Programmatically fetch multiple code from string in Java - java

I have string looks like below, the string is joined by line-breaker. In this string, the the first 2 lines and last two lines are fixed, "public class MyClass {/n public void code() {/n"
String doc =
"public class MyClass {
public void code() {
try (...) {
...
}
}
}"
I only want to take out the multiple lines code in the method code, which means no first 2 lines and last 2 lines. This is what I did in my project:
String[] lines = docj.split("\\r?\\n");
String[] codes = Arrays.copyOfRange(lines, 2, lines.length - 2);
String result = String.join("\n", codes);
Do you have better way to fetch the string in the middle?

The only real answer: use an existing parser framework, such as javaparser.
Seriously, that simple.
Anything else means: you are spending time and energy to solve a solved problem. The result will be deficient, compared to any mature product, and it will be a constant liability in the future. You can get your tool to work with code you have in front of you right now, but the second your tool gets used to "parse" slightly different code, it will most likely break.
In case you are asking for educational purposes, then learn how compiler works, and what it takes to tokenize Java source code, and how to turn it into an abstract syntax tree (AST) representation.

Assuming the task is meant for basic educational purposes or a quick hack (otherwise #GhostCat's answer draws first):
Already method detection, taken seriously is not so easy. Basically you have to start implementing your own syntax parser for a fraction the Java language: chop everything to single words, skip the class declaration, wait for "static", "public", "protected", "private", "synchronized", hope I didn't forget one, skip over them and the return type definition ("void", "string"...), then you are at the name, then come optional type parameters ("<T>"), then "(", then optionally method parameters etc.).

SUPPLIED DATA:
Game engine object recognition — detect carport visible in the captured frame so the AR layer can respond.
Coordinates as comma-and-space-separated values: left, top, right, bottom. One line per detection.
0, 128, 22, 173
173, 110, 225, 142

EXERCISE GOAL: Extend the forum thread about extracting the lines of a Java method's body from a source string, picking up after its final sentence.

TASK RESPONSE:
Perhaps there are restrictions to the task, that make it less complicated. You should ask for clarification.
The problem in any case will be to find the closing braces and skip them. If you can afford to neglect such stuff as braces in strings (string s = "ab{{c";) or comments ("/* {{{ */")it is enough to count up for each { occuring after e.g. "public void code() {" and count down for "}". when the brace count is 0 and you see another "}", that one can be skipped and everything until the next method declaration.
If that's not precise enough, or your requirements are of a more serious nature, you'd have to get into parsing, e.g. using antlr or Javaparser. Here's a project that seems to do a similar task.

Learning Java Parser takes some amount of time. It isn't difficult, and there is a Java Doc Documentation Page available on the Internet. (See Here) ... But unfortunately, there isn't a lot of text to read in the documentation pages themselves. This class prints out the Method Bodies from a source-code file that is saved as a String.
Every method in the class is printed...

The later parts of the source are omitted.